### Document text
# # # # # # #

1. What is your favorite word?
Glory.
2. What is your least favorite word?
Fine. You know ... like when someone says, "fine" in that voice that means "I no longer want to talk to you about this, but I'm giving in because you're more stubborn than I am." It's one word that means "have it your way" and "I don't care what the truth is."
3. What turns you on (creatively, spiritually, emotionally)?
Seeing a thing that is exactly what it is in its most real self - when something is most true to its nature or its reason for being.
4. What turns you off?
Abuse of power - any time anyone uses their advantage for personal power.
5. What is your favorite curse word?
Shit - in any language - I trade off.
6. What sound or noise do you love?
Music.
7. What sound or noise do you hate?
Ignored babies crying.
8. What profession other than your own would you like to attempt?
I'd like to make beautiful fabrics.
9. What profession would you not like to attempt?
Anything medical.
10. If Heaven exists, what would you like to hear God say when you arrive at the Pearly Gates?
"Well done, thou good and faithful servant."
4 comments:
1. What is your favorite word?
Austere, I just like the sound of it.
2. What is your least favorite word?
Not exactly a word but a phrase:
I don't care
3. What turns you on (creatively, spiritually, emotionally)?
A golden red sunset
4. What turns you off?
indifference
5. What is your favorite curse word?
The F-word (sometime no other word works as well)
6. What sound or noise do you love?
Rain on the roof
7. What sound or noise do you hate?
a car engine that won't turn over
8. What profession other than your own would you like to attempt?
World traveler
9. What profession would you not like to attempt?
Housewife (Sadly this is a job I have already tried.)
10. If Heaven exists, what would you like to hear God say when you arrive at the Pearly Gates?
I would want God to smile and say "Come in, I have been waiting for you"
Nell
1. What is your favorite word?
Ethereal
2. What is your least favorite word?
"whatever" and "like". can you tell i"m living with teenagers?
3. What turns you on (creatively, spiritually, emotionally)?
intensity. this also turns me on in a person.
4. What turns you off?
people who ramble on about themselves. also numbers.

# # # # # # #

### Problem A
Translate this sentence from the questionnaire into Spanish: "It's one word that means "have it your way" and "I don't care what the truth is.""
### Problem B
Write the next part of the questionnaire, continuing after the line that ends "also numbers." and keeping its question-and-answer format.

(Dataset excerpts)
# # # # # # #

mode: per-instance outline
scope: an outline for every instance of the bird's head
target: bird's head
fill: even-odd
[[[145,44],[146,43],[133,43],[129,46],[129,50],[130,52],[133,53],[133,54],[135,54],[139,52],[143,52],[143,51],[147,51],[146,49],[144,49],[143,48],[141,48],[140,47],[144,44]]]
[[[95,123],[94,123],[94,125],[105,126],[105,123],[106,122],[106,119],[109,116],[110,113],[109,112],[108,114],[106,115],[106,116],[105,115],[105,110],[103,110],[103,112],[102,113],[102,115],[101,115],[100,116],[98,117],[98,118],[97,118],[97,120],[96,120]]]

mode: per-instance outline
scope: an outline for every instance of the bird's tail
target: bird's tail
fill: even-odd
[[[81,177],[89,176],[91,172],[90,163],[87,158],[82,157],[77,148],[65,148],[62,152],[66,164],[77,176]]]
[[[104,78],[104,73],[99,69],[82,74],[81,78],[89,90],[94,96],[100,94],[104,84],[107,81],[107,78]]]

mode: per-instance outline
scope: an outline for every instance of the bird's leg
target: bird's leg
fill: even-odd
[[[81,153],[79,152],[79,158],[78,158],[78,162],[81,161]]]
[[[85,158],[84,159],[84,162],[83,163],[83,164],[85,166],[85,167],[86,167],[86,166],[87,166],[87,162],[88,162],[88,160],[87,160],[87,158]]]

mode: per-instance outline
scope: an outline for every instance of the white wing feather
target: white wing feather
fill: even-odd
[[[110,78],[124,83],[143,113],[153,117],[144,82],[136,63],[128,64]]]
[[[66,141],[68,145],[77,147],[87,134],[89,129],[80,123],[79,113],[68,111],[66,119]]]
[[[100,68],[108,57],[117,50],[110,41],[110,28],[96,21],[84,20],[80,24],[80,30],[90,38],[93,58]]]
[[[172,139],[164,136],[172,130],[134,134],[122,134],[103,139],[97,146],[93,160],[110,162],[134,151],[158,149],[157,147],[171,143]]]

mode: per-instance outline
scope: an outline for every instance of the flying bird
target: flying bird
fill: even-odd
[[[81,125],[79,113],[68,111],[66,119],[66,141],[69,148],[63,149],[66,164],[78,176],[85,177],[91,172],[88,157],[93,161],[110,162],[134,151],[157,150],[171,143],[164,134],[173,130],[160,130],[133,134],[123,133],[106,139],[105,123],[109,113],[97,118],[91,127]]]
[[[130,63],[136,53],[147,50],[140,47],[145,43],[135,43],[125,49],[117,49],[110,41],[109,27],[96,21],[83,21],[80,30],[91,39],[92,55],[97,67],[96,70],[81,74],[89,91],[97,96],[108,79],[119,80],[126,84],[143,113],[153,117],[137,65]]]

# # # # # # #

### Expected output A
Es una sola palabra que significa «como tú quieras» y «no me importa cuál sea la verdad».

### Expected output B
5. What is your favorite curse word?
crap - trying to keep it clean with kids in the house.
6. What sound or noise do you love?
cows mooing, a wooden screen door, birds, water, the ocean, a voice with an accent.
7. What sound or noise do you hate?
Radio commercials, people with obnoxious shrill voices.
8. What profession other than your own would you like to attempt?
nursing, paramedic
9. What profession would you not like to attempt?
Anything with numbers
10. If Heaven exists, what would you like to hear God say when you arrive at the Pearly Gates?
"It's over."
p.s. - do you know how many letdowns I've had in the grocery store due to ignored crying babies?
1. What is your favorite word?
Friend.
2. What is your least favorite word? Nigger.
3. What turns you on (creatively, spiritually, emotionally)? Knowing I have a day (or week) off, and each evening I can stay up as late as I want, and sleep in til whenever the next morning.
4. What turns you off? Seeing children mistreated. Drugs.
5. What is your favorite curse word? Does "crap" count?
6. What sound or noise do you love?
Music, most of all!
7. What sound or noise do you hate?
Gum popping, chomping, snapping, chewing with the mouth open!
8. What profession other than your own would you like to attempt? Photography.
9. What profession would you not like to attempt? Garbageman.
10. If Heaven exists, what would you like to hear God say when you arrive at the Pearly Gates?
I'm so glad you came. I've been waiting for YEARS! You did good down there.